SUPPLIED DATA:
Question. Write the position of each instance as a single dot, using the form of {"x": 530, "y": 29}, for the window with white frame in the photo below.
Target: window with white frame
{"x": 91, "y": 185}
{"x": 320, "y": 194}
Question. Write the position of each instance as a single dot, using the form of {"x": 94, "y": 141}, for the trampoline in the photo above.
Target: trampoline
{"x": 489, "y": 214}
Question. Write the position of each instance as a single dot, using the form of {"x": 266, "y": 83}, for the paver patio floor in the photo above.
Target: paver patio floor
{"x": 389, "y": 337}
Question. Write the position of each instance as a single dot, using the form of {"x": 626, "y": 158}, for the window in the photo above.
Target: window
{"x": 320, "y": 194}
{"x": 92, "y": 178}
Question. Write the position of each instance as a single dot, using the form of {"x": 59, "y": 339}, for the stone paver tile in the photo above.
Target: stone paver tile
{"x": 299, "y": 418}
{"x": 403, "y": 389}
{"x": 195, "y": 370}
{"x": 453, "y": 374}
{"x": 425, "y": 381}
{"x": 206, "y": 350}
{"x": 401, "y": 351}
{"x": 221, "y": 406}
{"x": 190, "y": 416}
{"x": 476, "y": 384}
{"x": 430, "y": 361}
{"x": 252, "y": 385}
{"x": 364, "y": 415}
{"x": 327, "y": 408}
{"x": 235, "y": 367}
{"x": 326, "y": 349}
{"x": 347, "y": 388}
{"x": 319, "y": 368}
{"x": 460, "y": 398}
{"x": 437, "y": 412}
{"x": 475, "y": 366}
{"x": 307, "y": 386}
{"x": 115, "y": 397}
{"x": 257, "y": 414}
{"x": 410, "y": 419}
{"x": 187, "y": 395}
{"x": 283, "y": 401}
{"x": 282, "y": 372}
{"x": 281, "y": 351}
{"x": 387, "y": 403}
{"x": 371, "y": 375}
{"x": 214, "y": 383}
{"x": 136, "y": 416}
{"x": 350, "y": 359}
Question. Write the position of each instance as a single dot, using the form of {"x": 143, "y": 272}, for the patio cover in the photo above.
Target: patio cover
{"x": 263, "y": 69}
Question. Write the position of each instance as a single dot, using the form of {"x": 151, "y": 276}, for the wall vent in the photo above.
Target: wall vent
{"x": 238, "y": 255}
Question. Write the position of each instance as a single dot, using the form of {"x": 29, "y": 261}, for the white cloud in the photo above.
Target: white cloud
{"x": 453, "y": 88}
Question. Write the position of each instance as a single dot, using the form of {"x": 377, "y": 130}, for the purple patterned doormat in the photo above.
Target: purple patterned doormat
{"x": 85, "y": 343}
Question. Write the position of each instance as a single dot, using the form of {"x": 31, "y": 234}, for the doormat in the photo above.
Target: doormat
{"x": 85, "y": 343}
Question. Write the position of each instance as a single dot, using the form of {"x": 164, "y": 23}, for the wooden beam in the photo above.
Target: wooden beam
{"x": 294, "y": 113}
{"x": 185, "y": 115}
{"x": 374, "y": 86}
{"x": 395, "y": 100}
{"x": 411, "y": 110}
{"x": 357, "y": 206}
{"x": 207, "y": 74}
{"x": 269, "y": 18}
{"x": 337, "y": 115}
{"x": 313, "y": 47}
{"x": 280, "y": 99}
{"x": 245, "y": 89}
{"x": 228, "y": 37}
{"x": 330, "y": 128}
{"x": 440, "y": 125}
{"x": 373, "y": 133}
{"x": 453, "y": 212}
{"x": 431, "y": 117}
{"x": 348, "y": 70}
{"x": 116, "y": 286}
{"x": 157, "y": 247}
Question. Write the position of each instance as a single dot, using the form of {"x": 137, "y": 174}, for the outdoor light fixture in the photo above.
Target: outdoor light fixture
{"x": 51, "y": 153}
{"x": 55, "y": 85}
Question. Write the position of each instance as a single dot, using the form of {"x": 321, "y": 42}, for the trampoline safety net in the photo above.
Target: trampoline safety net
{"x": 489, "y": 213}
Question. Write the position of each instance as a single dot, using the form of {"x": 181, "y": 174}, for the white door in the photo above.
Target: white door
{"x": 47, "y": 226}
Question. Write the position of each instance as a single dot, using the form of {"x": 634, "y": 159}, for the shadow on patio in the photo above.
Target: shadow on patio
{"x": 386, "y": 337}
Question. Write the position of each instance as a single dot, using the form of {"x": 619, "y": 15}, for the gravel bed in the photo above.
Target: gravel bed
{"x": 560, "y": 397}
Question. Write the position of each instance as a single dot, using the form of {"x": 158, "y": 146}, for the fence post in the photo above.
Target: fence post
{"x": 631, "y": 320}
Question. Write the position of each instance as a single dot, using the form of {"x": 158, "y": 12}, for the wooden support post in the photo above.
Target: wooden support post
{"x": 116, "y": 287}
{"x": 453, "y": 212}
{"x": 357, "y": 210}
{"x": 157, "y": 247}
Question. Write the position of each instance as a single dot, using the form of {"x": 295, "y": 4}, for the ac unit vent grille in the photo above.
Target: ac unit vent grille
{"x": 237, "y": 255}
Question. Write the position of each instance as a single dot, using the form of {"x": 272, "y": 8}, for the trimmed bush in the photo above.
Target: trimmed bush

INSTRUCTIONS FOR THE TASK: Please return the lines above that run from the line containing "net in the photo above." to the line containing "patio in the photo above.", inclusive, exactly and with no other lines.

RESULT:
Question. Write the position of each instance as a single dot, using the form of {"x": 321, "y": 42}, for the trampoline safety net in the photo above.
Target: trampoline safety net
{"x": 489, "y": 213}
Question. Write the position of each instance as a single dot, using the form of {"x": 181, "y": 174}, for the white door in the photo above.
Target: white door
{"x": 47, "y": 226}
Question. Write the position of each instance as a single dot, using the form of {"x": 634, "y": 159}, for the shadow on patio in the photo above.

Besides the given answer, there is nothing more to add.